* [TRECHO APRESENTADO]

■ ■ ■ ■ ■

Nesta conformidade e considerando também a natureza jurídica da matéria versada, cumpre focar os seguintes pontos:

1.1. - Nulidade da decisão, por alegada falta de fundamentação;

1.2. - Se a apelante cumpriu ou não as obrigações impostas pelos n.os 1 e 2 a) artigo 640º do CPC 2013 para que possa ser admitida a impugnação da matéria de facto gravada e declarada provada em 1ª instância.

1.3. - Discordância quanto ao decidido relativamente à questão da possibilidade da modificação da decisão de facto com reapreciação da prova gravada, incluindo no que se refere à rejeição total do recurso de apelação, por alegada extemporaneidade;

1.4. - Discordância no tocante à decisão que considerou não escrito o n.º 5 da BI e, por via disso, também a resposta que lhe fora dada em 1ª Instância, bem como discordância relativa à alteração para não provado do n.º 2 da BI;

1.5. - Erro da decisão recorrida quanto à não verificação dos pressupostos da aquisição por usucapião;

1.6. - Discordância quanto à condenação em indemnização e em sanção pecuniária compulsória.

2.

Discussão jurídica da causa.

2.1.

Nulidade da decisão, por alegada falta de fundamentação:

O recurso tem por objecto o acórdão da Relação de Lisboa que julgou, no essencial, procedente, a apelação da Autora, então Recorrente, começando por (i) declarar não escrito, por considerar conclusivo, o n.º 5 da BI e, por via disso, também a resposta que lhe foi dada em 1ª Instância e (ii) alterar para “não provado” a resposta dada ao perguntado no n.º 2 da BI.

A Ré, ora Recorrente, impugnando a decisão sobre a matéria de facto, quanto às respostas dadas aos quesitos 2º e 5º, que se assinalaram, começa por arguir a nulidade do acórdão por falta de fundamentação, nos termos do disposto no artigo 615º, n.º 1, alínea b) do CPC, na medida em que não procede, em seu entender, a uma análise objectiva, crítica e fundamentada, devendo, em consequência, considerar-se nulo, por não especificar os fundamentos de facto e de direito que justificam a sua decisão.

■ ■ ■ ■ ■

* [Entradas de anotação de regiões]
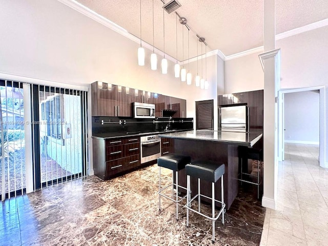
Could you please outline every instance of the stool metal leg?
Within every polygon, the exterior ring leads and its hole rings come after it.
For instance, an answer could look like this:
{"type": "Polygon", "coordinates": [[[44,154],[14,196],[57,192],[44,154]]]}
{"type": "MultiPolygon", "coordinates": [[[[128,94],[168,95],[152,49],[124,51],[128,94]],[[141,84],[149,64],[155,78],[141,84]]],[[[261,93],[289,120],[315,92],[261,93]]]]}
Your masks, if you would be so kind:
{"type": "MultiPolygon", "coordinates": [[[[215,218],[215,195],[214,192],[214,182],[212,183],[212,217],[215,218]]],[[[215,237],[215,220],[212,221],[212,240],[214,242],[215,237]]]]}
{"type": "MultiPolygon", "coordinates": [[[[160,167],[158,167],[158,191],[160,191],[160,167]]],[[[158,210],[160,210],[160,195],[158,193],[158,210]]]]}
{"type": "MultiPolygon", "coordinates": [[[[224,204],[223,200],[223,175],[221,176],[221,202],[222,202],[222,207],[224,204]]],[[[222,211],[222,223],[224,224],[224,210],[222,211]]]]}
{"type": "Polygon", "coordinates": [[[200,179],[198,178],[198,212],[200,212],[200,179]]]}
{"type": "MultiPolygon", "coordinates": [[[[189,199],[190,199],[190,197],[188,194],[190,192],[190,176],[189,175],[187,175],[187,206],[188,206],[189,204],[189,199]]],[[[189,226],[189,210],[187,209],[187,227],[188,227],[189,226]]]]}
{"type": "MultiPolygon", "coordinates": [[[[179,185],[179,183],[178,182],[178,172],[177,171],[175,172],[175,192],[176,196],[175,197],[176,198],[176,201],[178,200],[178,186],[179,185]]],[[[178,220],[178,203],[175,203],[176,206],[176,211],[175,211],[175,217],[176,220],[178,220]]]]}

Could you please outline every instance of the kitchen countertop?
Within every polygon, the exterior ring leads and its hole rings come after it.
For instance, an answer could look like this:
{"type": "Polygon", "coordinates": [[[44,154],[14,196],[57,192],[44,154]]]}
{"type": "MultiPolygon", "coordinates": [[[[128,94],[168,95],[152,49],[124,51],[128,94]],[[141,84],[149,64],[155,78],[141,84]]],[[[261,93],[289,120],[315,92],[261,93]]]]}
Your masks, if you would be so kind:
{"type": "Polygon", "coordinates": [[[250,132],[233,130],[212,131],[194,130],[178,132],[172,132],[158,135],[160,137],[168,137],[182,140],[211,141],[229,145],[252,147],[261,139],[262,130],[256,129],[250,132]]]}
{"type": "MultiPolygon", "coordinates": [[[[95,133],[93,134],[93,138],[102,138],[104,139],[108,139],[112,138],[117,138],[120,137],[142,137],[142,136],[149,136],[150,135],[158,135],[168,134],[169,133],[178,132],[184,131],[189,131],[191,129],[186,130],[168,130],[167,131],[155,131],[150,132],[141,132],[136,133],[135,134],[133,133],[126,133],[125,134],[123,134],[122,132],[107,132],[104,133],[95,133]]],[[[165,137],[163,136],[162,137],[165,137]]]]}

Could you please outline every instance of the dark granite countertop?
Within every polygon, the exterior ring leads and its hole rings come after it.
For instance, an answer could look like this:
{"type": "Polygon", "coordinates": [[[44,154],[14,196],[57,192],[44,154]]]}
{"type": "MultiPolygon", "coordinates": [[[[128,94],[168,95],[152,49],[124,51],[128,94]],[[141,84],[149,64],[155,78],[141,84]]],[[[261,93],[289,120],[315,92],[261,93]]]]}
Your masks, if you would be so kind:
{"type": "Polygon", "coordinates": [[[160,134],[159,137],[176,138],[183,140],[196,140],[201,141],[211,141],[229,145],[235,145],[244,146],[253,146],[261,139],[262,136],[262,130],[256,129],[250,132],[237,131],[212,131],[194,130],[179,132],[172,132],[160,134]]]}
{"type": "Polygon", "coordinates": [[[96,133],[92,135],[93,138],[101,138],[104,139],[117,138],[121,137],[141,137],[142,136],[148,136],[149,135],[158,135],[164,134],[173,132],[178,132],[184,131],[190,131],[192,129],[186,130],[169,130],[168,131],[156,131],[151,132],[141,132],[141,133],[124,133],[122,132],[107,132],[103,133],[96,133]]]}

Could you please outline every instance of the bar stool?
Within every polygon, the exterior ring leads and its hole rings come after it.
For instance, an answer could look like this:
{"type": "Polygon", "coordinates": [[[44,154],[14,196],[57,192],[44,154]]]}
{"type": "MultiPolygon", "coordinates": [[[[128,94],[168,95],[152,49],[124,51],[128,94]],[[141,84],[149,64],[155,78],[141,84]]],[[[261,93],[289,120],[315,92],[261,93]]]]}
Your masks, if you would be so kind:
{"type": "MultiPolygon", "coordinates": [[[[180,188],[184,189],[187,191],[185,187],[179,186],[178,182],[178,172],[184,169],[184,167],[188,163],[190,163],[190,156],[186,155],[179,155],[176,154],[169,154],[163,156],[161,156],[157,159],[157,165],[159,168],[159,188],[158,188],[158,209],[160,210],[160,197],[166,197],[172,201],[175,202],[176,212],[175,217],[178,220],[178,203],[181,202],[184,199],[187,195],[179,199],[178,188],[180,188]],[[172,183],[166,186],[163,188],[161,188],[161,168],[166,168],[172,170],[172,183]],[[174,182],[174,173],[175,172],[175,182],[174,182]],[[163,193],[163,191],[169,187],[172,187],[172,197],[174,197],[174,187],[176,189],[175,199],[173,199],[163,193]]],[[[188,193],[187,193],[188,194],[188,193]]]]}
{"type": "Polygon", "coordinates": [[[209,161],[198,160],[192,162],[190,164],[186,166],[186,173],[187,175],[187,194],[189,195],[187,198],[187,226],[189,225],[189,210],[197,213],[202,216],[207,218],[212,221],[212,240],[214,243],[215,236],[215,221],[218,219],[220,215],[222,215],[222,223],[224,224],[224,213],[225,204],[223,199],[223,176],[224,174],[224,165],[218,165],[209,161]],[[198,179],[198,194],[190,199],[190,176],[195,177],[198,179]],[[215,200],[214,184],[216,181],[221,178],[221,201],[215,200]],[[201,195],[200,194],[200,180],[203,179],[210,182],[212,182],[212,198],[201,195]],[[200,212],[200,197],[206,197],[212,201],[212,217],[209,217],[200,212]],[[198,198],[198,211],[196,211],[191,208],[191,202],[196,198],[198,198]],[[216,216],[215,216],[215,202],[221,203],[221,209],[216,216]]]}
{"type": "MultiPolygon", "coordinates": [[[[238,147],[238,156],[240,160],[239,163],[240,163],[240,178],[239,178],[238,180],[241,182],[244,182],[257,186],[257,199],[259,199],[260,186],[262,184],[262,182],[263,181],[263,173],[262,172],[263,168],[263,166],[262,165],[262,161],[263,160],[263,151],[261,149],[257,149],[244,146],[239,146],[238,147]],[[248,172],[244,172],[244,171],[243,171],[243,160],[247,160],[247,161],[248,161],[249,159],[257,161],[257,170],[256,170],[256,175],[254,175],[252,173],[249,173],[248,172]],[[243,175],[244,175],[243,177],[243,175]],[[249,177],[248,180],[245,179],[245,175],[249,177]],[[251,179],[252,177],[256,179],[255,181],[253,181],[251,179]]],[[[252,169],[253,170],[253,165],[252,169]]]]}

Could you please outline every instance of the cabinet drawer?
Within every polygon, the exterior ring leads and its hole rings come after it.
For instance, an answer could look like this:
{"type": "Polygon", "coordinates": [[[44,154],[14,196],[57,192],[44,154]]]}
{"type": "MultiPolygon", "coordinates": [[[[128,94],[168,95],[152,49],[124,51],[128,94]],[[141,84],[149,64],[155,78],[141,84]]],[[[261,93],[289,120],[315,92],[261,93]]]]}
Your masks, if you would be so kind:
{"type": "Polygon", "coordinates": [[[172,138],[161,138],[160,142],[161,144],[161,148],[170,147],[173,145],[173,140],[172,138]]]}
{"type": "Polygon", "coordinates": [[[124,159],[124,162],[126,165],[126,170],[135,168],[136,167],[138,167],[140,165],[140,154],[132,155],[131,156],[126,157],[124,159]]]}
{"type": "Polygon", "coordinates": [[[124,146],[117,145],[106,148],[106,160],[114,160],[124,157],[124,146]]]}
{"type": "Polygon", "coordinates": [[[133,142],[140,142],[140,137],[129,137],[128,138],[123,138],[123,144],[132,144],[133,142]]]}
{"type": "Polygon", "coordinates": [[[124,159],[125,158],[122,158],[117,160],[106,161],[106,176],[108,177],[124,171],[125,170],[124,159]]]}
{"type": "Polygon", "coordinates": [[[123,140],[121,138],[117,138],[116,139],[107,139],[106,140],[106,147],[113,146],[114,145],[119,145],[123,144],[123,140]]]}
{"type": "Polygon", "coordinates": [[[140,142],[125,145],[125,157],[140,154],[140,142]]]}
{"type": "Polygon", "coordinates": [[[173,153],[173,151],[172,148],[171,147],[162,148],[161,152],[162,155],[167,155],[168,154],[173,153]]]}

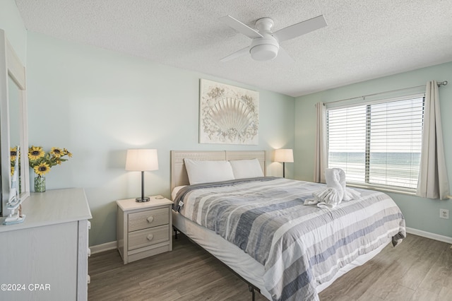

■ ■ ■ ■ ■

* [INSTRUÇÕES]
1. Segundo o trecho apresentado, de que tribunal é o acórdão que constitui o objeto do recurso?
2. Liste todas as linhas das entradas que contêm a palavra "please".

* [RESPOSTAS DOS EXERCÍCIOS]
1. O acórdão é da Relação de Lisboa.

2.
Could you please outline every instance of the stool metal leg?
Could you please outline every instance of the kitchen countertop?
Could you please outline every instance of the dark granite countertop?
Could you please outline every instance of the bar stool?
Could you please outline every instance of the cabinet drawer?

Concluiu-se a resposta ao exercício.